Saved data entries
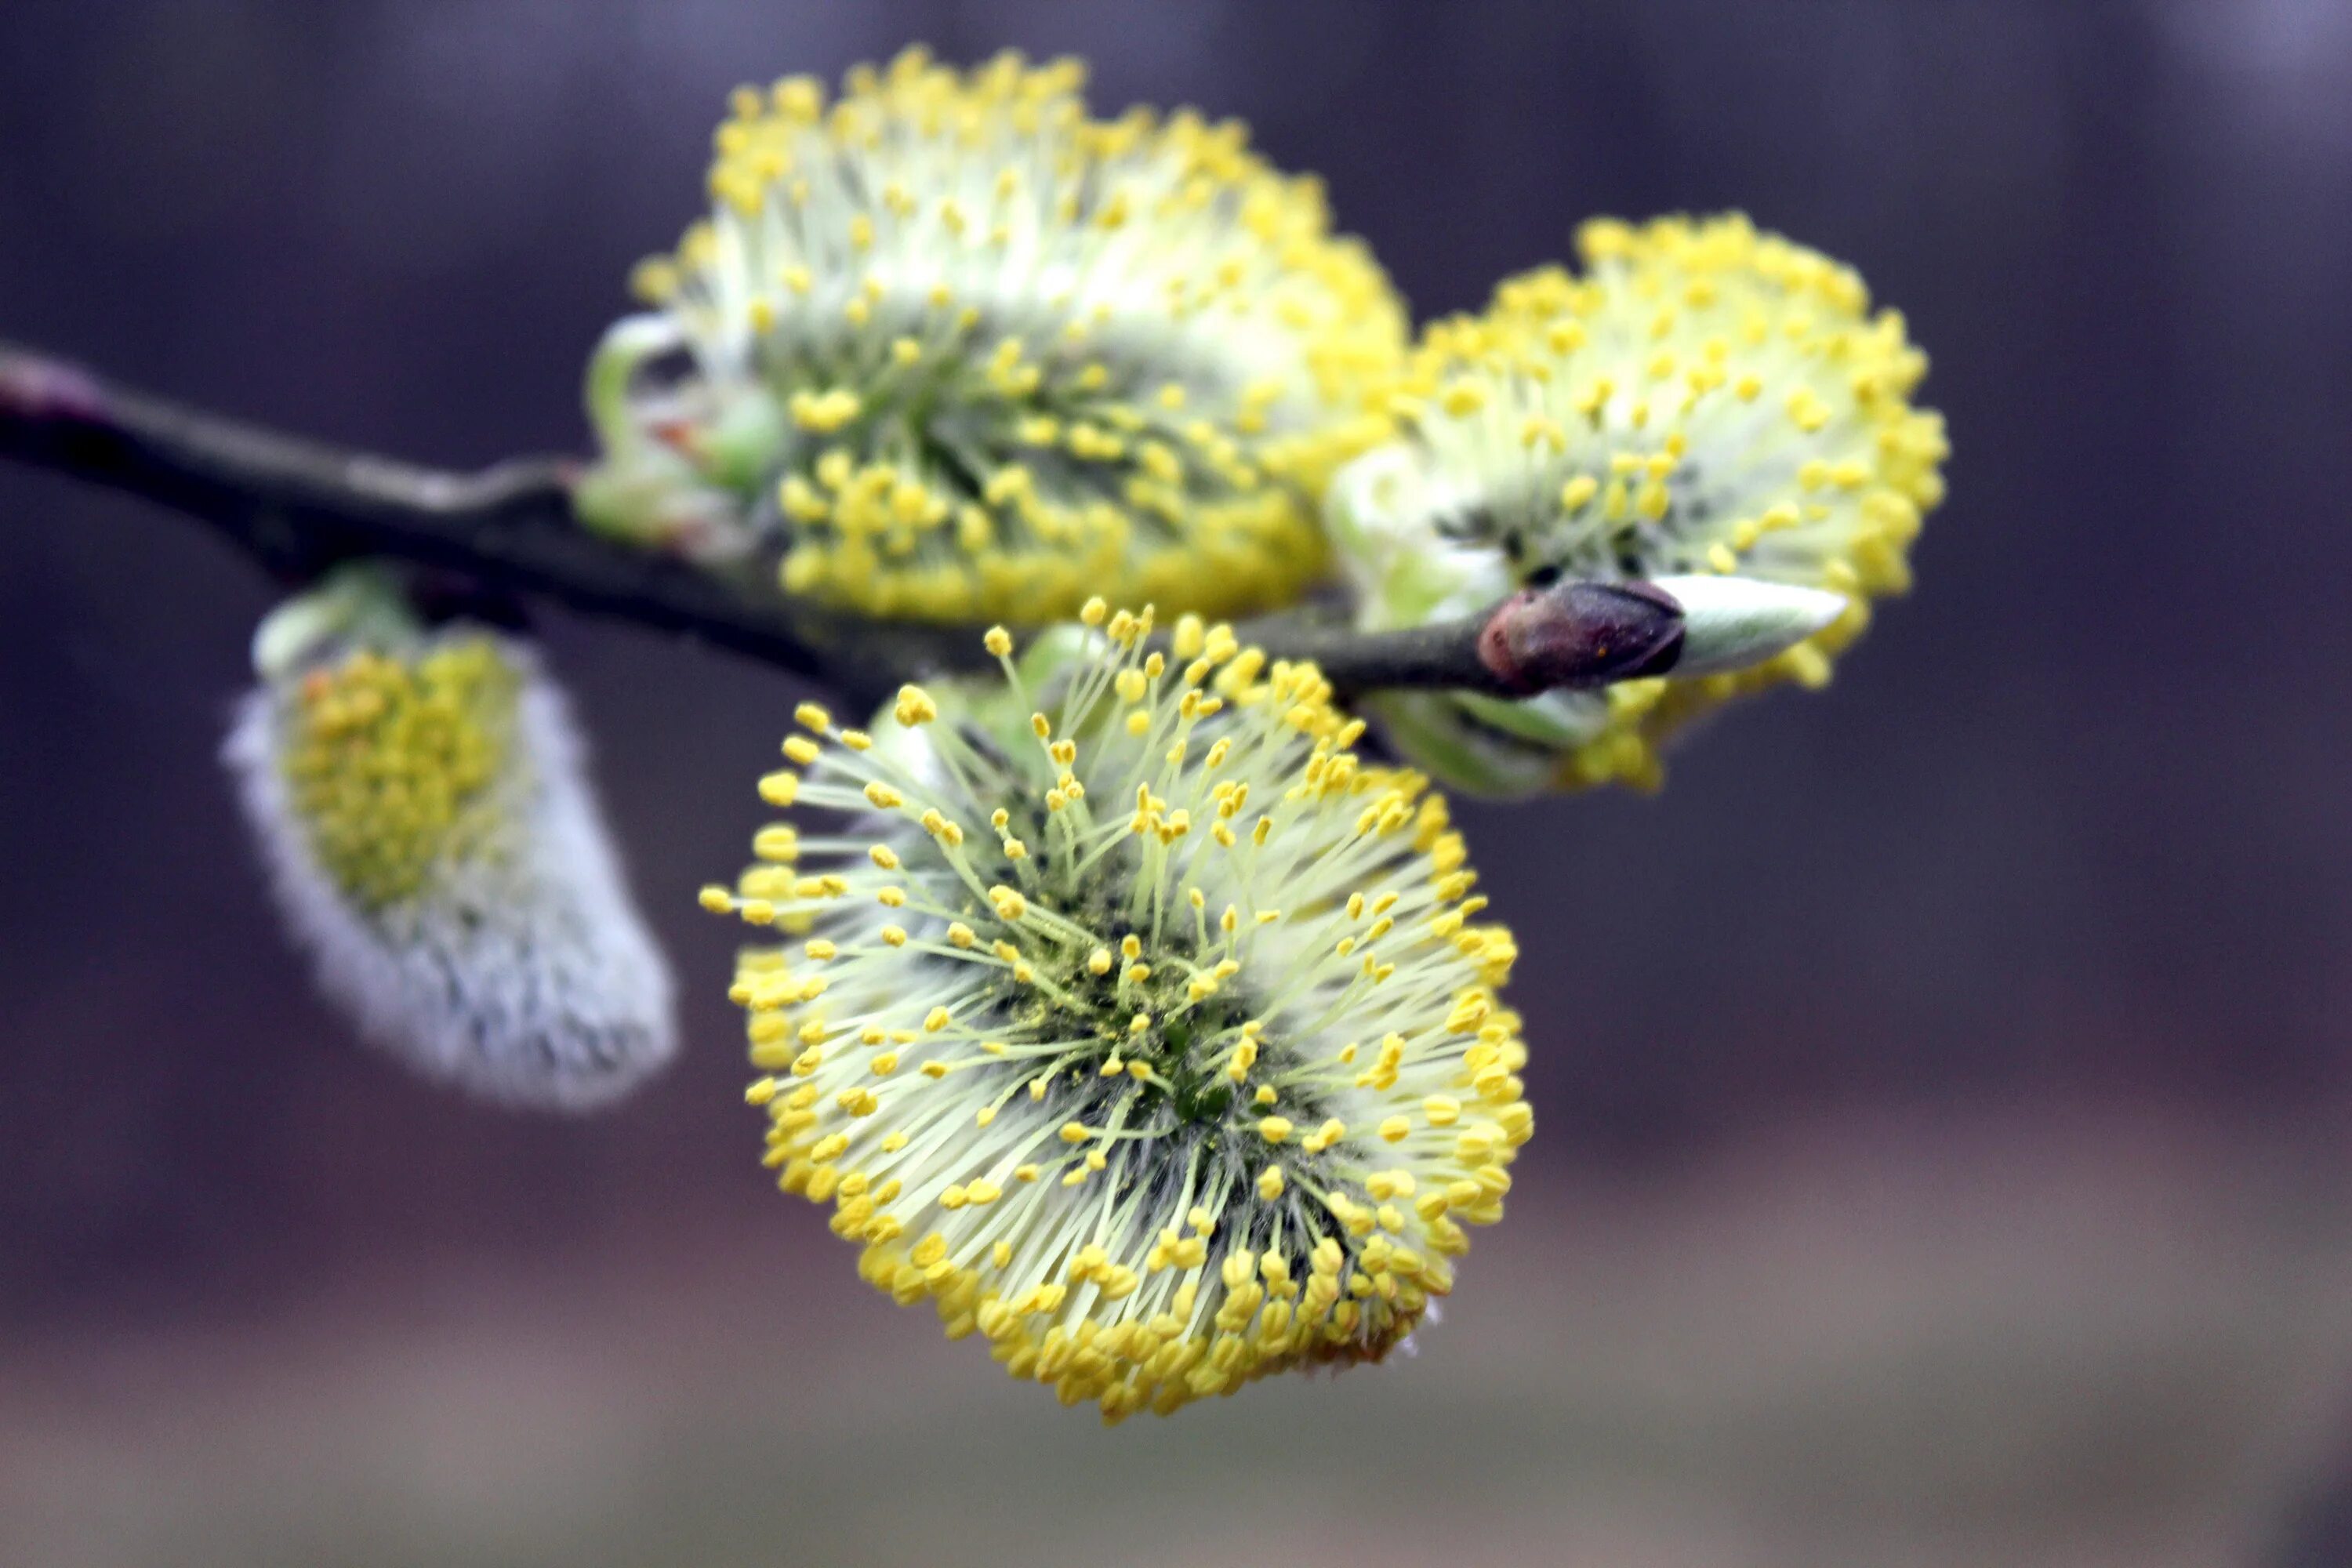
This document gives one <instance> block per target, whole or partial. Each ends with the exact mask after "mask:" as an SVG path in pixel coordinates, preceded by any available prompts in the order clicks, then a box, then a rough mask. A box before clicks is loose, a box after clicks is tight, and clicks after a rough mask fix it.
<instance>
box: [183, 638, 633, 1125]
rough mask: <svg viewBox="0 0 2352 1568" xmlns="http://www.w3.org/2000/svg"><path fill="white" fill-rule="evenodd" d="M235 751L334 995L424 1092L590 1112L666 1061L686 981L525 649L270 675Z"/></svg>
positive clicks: (265, 848) (390, 650)
mask: <svg viewBox="0 0 2352 1568" xmlns="http://www.w3.org/2000/svg"><path fill="white" fill-rule="evenodd" d="M223 759H226V762H228V766H230V771H233V773H235V778H238V790H240V797H242V806H245V818H247V823H249V825H252V832H254V839H256V844H259V851H261V858H263V863H266V865H268V872H270V884H273V891H275V896H278V907H280V912H282V914H285V922H287V926H289V931H292V936H294V940H296V943H299V945H301V947H306V950H308V952H310V959H313V964H315V971H318V983H320V990H325V992H327V997H329V999H332V1001H336V1004H339V1006H343V1009H346V1011H350V1013H353V1016H355V1020H358V1023H360V1027H362V1032H365V1034H367V1037H369V1039H372V1041H374V1044H379V1046H383V1048H386V1051H390V1053H393V1056H397V1058H400V1060H405V1063H407V1065H409V1067H414V1070H416V1072H421V1074H423V1077H428V1079H435V1081H445V1084H452V1086H456V1088H463V1091H468V1093H475V1095H482V1098H487V1100H496V1103H506V1105H529V1107H560V1110H588V1107H595V1105H602V1103H609V1100H614V1098H619V1095H623V1093H628V1091H630V1088H635V1086H637V1084H640V1081H642V1079H644V1077H649V1074H652V1072H654V1070H659V1067H661V1065H663V1063H668V1058H670V1053H673V1048H675V1025H673V1018H670V978H668V969H666V964H663V959H661V952H659V950H656V945H654V938H652V933H649V931H647V929H644V919H642V914H640V912H637V907H635V903H633V898H630V893H628V886H626V882H623V877H621V865H619V860H616V856H614V849H612V844H609V835H607V830H604V823H602V816H600V811H597V804H595V797H593V792H590V785H588V776H586V757H583V755H581V743H579V738H576V733H574V729H572V719H569V717H567V710H564V698H562V693H560V691H557V689H555V684H553V682H550V679H548V675H546V672H543V670H541V668H539V661H536V656H534V654H532V651H529V649H524V646H522V644H517V642H513V639H503V637H492V635H487V632H473V630H447V632H437V635H419V637H416V639H414V642H405V639H402V642H390V644H386V646H358V649H339V651H329V654H322V656H318V658H310V661H306V663H303V665H299V668H292V670H285V672H278V675H273V677H266V679H263V684H261V689H256V691H254V693H249V696H247V698H245V701H242V703H240V708H238V717H235V726H233V731H230V736H228V745H226V748H223Z"/></svg>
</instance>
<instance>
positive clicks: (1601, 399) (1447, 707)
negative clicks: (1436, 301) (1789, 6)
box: [1329, 214, 1945, 795]
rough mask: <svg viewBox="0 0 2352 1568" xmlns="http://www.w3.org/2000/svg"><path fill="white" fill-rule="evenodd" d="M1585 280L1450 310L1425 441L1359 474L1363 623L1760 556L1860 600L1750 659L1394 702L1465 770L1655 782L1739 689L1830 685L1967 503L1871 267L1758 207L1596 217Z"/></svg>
mask: <svg viewBox="0 0 2352 1568" xmlns="http://www.w3.org/2000/svg"><path fill="white" fill-rule="evenodd" d="M1578 249H1581V252H1583V256H1585V273H1583V275H1571V273H1566V270H1562V268H1541V270H1534V273H1526V275H1519V277H1512V280H1508V282H1503V284H1501V287H1498V289H1496V296H1494V303H1491V306H1489V308H1486V313H1484V315H1475V317H1451V320H1442V322H1432V324H1430V327H1428V331H1425V334H1423V341H1421V346H1418V348H1416V353H1414V362H1411V371H1409V374H1406V378H1404V383H1402V390H1399V393H1397V397H1395V411H1397V416H1399V421H1402V435H1399V440H1397V442H1392V444H1388V447H1383V449H1378V451H1374V454H1369V456H1364V458H1359V461H1357V463H1355V465H1350V470H1348V473H1345V475H1343V477H1341V480H1338V482H1336V484H1334V487H1331V496H1329V501H1331V505H1329V520H1331V529H1334V541H1336V548H1338V555H1341V562H1343V567H1345V569H1348V574H1350V576H1352V578H1355V583H1357V588H1359V604H1362V625H1367V628H1392V625H1416V623H1423V621H1432V618H1444V616H1458V614H1470V611H1475V609H1482V607H1484V604H1491V602H1496V599H1501V597H1503V595H1508V592H1510V590H1515V588H1522V585H1529V583H1548V581H1552V578H1562V576H1566V578H1602V581H1613V578H1637V576H1649V578H1656V576H1670V574H1738V576H1748V578H1762V581H1769V583H1790V585H1802V588H1828V590H1835V592H1839V595H1846V611H1844V616H1839V618H1837V621H1835V623H1830V625H1828V628H1825V630H1820V632H1818V635H1813V637H1809V639H1804V642H1799V644H1797V646H1792V649H1788V651H1783V654H1778V656H1776V658H1771V661H1766V663H1762V665H1757V668H1752V670H1740V672H1726V675H1703V677H1691V679H1675V677H1665V679H1642V682H1625V684H1621V686H1611V689H1609V691H1606V693H1566V691H1562V693H1545V696H1541V698H1534V701H1524V703H1510V701H1501V698H1482V696H1465V693H1388V696H1383V698H1378V701H1376V703H1374V708H1376V710H1378V715H1381V717H1383V722H1385V724H1388V729H1390V731H1392V738H1395V741H1397V745H1399V748H1402V750H1404V752H1406V755H1409V757H1414V759H1416V762H1418V764H1423V766H1428V769H1432V771H1435V773H1439V776H1442V778H1446V780H1449V783H1458V785H1461V788H1470V790H1482V792H1503V795H1517V792H1531V790H1543V788H1576V785H1595V783H1609V780H1623V783H1632V785H1653V783H1656V780H1658V748H1661V745H1663V743H1665V741H1668V738H1670V736H1672V733H1675V731H1677V729H1682V726H1684V724H1689V722H1691V719H1693V717H1698V715H1703V712H1708V710H1712V708H1717V705H1722V703H1724V701H1729V698H1733V696H1740V693H1748V691H1759V689H1766V686H1773V684H1780V682H1799V684H1806V686H1818V684H1823V682H1825V679H1828V677H1830V658H1832V654H1837V651H1839V649H1844V646H1846V644H1849V642H1851V639H1853V637H1856V635H1860V630H1863V625H1865V623H1867V618H1870V599H1872V597H1879V595H1889V592H1900V590H1903V588H1907V583H1910V569H1907V564H1905V552H1907V545H1910V541H1912V536H1915V534H1917V531H1919V520H1922V515H1924V512H1926V510H1929V508H1933V505H1936V503H1938V501H1940V498H1943V480H1940V475H1938V465H1940V461H1943V456H1945V435H1943V418H1940V416H1938V414H1933V411H1924V409H1915V407H1912V402H1910V395H1912V388H1915V386H1917V381H1919V376H1922V374H1924V371H1926V357H1924V355H1922V353H1919V350H1917V348H1912V346H1910V343H1907V341H1905V331H1903V317H1900V315H1896V313H1893V310H1879V313H1877V315H1872V313H1870V296H1867V292H1865V287H1863V282H1860V277H1856V275H1853V270H1851V268H1844V266H1839V263H1835V261H1830V259H1828V256H1820V254H1818V252H1811V249H1804V247H1802V244H1792V242H1788V240H1783V237H1778V235H1766V233H1757V230H1755V228H1752V226H1750V223H1748V219H1743V216H1736V214H1733V216H1717V219H1658V221H1653V223H1646V226H1639V228H1635V226H1628V223H1618V221H1595V223H1588V226H1585V228H1583V230H1581V233H1578Z"/></svg>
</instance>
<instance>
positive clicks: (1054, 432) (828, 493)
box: [640, 49, 1406, 621]
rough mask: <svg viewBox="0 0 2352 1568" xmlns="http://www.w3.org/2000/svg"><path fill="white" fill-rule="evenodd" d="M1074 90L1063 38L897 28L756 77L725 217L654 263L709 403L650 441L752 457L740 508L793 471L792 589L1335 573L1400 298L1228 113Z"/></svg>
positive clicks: (733, 178)
mask: <svg viewBox="0 0 2352 1568" xmlns="http://www.w3.org/2000/svg"><path fill="white" fill-rule="evenodd" d="M1082 92H1084V71H1082V66H1080V63H1077V61H1068V59H1063V61H1049V63H1028V61H1025V59H1021V56H1018V54H1000V56H997V59H993V61H988V63H983V66H978V68H971V71H955V68H948V66H941V63H934V61H931V56H929V54H927V52H922V49H908V52H906V54H901V56H898V59H894V61H891V63H889V66H882V68H873V66H861V68H856V71H851V73H849V75H847V80H844V85H842V89H840V94H837V96H828V92H826V87H823V85H821V82H816V80H809V78H790V80H783V82H776V85H774V89H767V92H753V89H743V92H741V94H739V99H736V113H734V115H731V118H729V120H727V122H724V125H722V127H720V132H717V153H715V160H713V165H710V176H708V186H710V197H713V207H710V216H708V219H703V221H699V223H696V226H694V228H691V230H687V235H684V240H682V242H680V247H677V252H675V256H666V259H659V261H654V263H649V266H644V268H640V282H642V287H644V292H647V294H649V299H652V301H654V303H656V306H659V308H661V310H663V313H666V315H668V320H670V322H673V324H675V329H677V331H680V334H682V339H684V343H687V346H689V350H691V355H694V360H696V367H699V374H701V381H703V390H706V393H708V397H706V404H708V407H710V409H715V411H713V414H710V430H708V433H703V435H699V437H696V440H691V442H668V444H666V447H663V454H675V451H677V449H684V451H687V456H689V461H694V458H696V454H703V456H701V458H699V461H703V482H708V484H713V487H720V489H727V487H736V489H741V487H753V494H741V496H739V505H743V515H746V517H757V515H762V512H767V510H771V508H767V505H764V501H767V496H760V494H757V489H760V487H767V489H769V491H771V494H774V501H776V503H779V505H776V508H774V510H776V512H779V515H781V527H783V529H788V538H786V543H788V555H786V562H783V581H786V588H790V590H793V592H797V595H807V597H814V599H823V602H830V604H842V607H849V609H856V611H863V614H870V616H891V618H917V621H985V618H993V616H1004V618H1011V616H1018V618H1023V621H1044V618H1054V616H1068V614H1070V611H1075V609H1077V604H1080V599H1084V597H1087V595H1089V592H1108V595H1112V597H1129V599H1143V597H1150V599H1155V602H1160V604H1162V607H1164V609H1169V611H1178V609H1190V611H1202V614H1240V611H1249V609H1261V607H1270V604H1279V602H1287V599H1291V597H1296V595H1298V592H1301V588H1303V585H1305V583H1310V581H1312V578H1315V576H1317V574H1319V569H1322V562H1324V555H1322V531H1319V522H1317V503H1319V494H1322V487H1324V484H1327V480H1329V475H1331V473H1334V470H1336V468H1338V465H1341V463H1345V461H1348V458H1350V456H1355V454H1359V451H1364V449H1367V447H1369V444H1371V442H1376V440H1381V437H1383V435H1385V421H1383V416H1381V414H1378V409H1376V404H1378V397H1376V395H1378V388H1383V386H1385V383H1388V381H1392V378H1395V374H1397V369H1399V364H1402V357H1404V348H1406V327H1404V310H1402V303H1399V301H1397V296H1395V292H1392V289H1390V284H1388V280H1385V275H1383V273H1381V268H1378V266H1376V263H1374V261H1371V254H1369V252H1367V249H1364V247H1362V244H1359V242H1357V240H1352V237H1341V235H1334V233H1331V219H1329V212H1327V205H1324V195H1322V186H1319V181H1315V179H1303V176H1289V174H1282V172H1279V169H1275V167H1270V165H1268V162H1265V160H1263V158H1261V155H1258V153H1254V150H1251V148H1249V141H1247V132H1244V129H1242V127H1240V125H1237V122H1211V120H1207V118H1202V115H1200V113H1195V110H1176V113H1167V115H1162V113H1155V110H1145V108H1136V110H1129V113H1124V115H1120V118H1117V120H1101V118H1096V115H1091V110H1089V108H1087V101H1084V96H1082ZM668 416H670V418H675V411H670V414H668ZM762 433H764V435H762ZM642 444H647V447H652V444H656V442H652V440H647V442H642ZM746 451H750V454H753V461H743V454H746ZM661 461H673V458H670V456H663V458H661ZM729 468H731V473H729Z"/></svg>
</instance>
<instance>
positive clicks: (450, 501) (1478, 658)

=== WORK REQUIRED ===
The stretch of entries above that starts with the line containing "box: [640, 49, 1406, 621]" and goes on through the line containing "90L1063 38L897 28L756" is to be transcribed exactly, and no other line is to be transcribed.

=== RESPONSE BELOW ===
box: [640, 49, 1406, 621]
rough mask: <svg viewBox="0 0 2352 1568" xmlns="http://www.w3.org/2000/svg"><path fill="white" fill-rule="evenodd" d="M1074 90L1063 38L897 28L756 77L725 217L654 263L709 403L650 441L752 457L740 508L793 471L792 589L1335 573L1400 298L1228 113Z"/></svg>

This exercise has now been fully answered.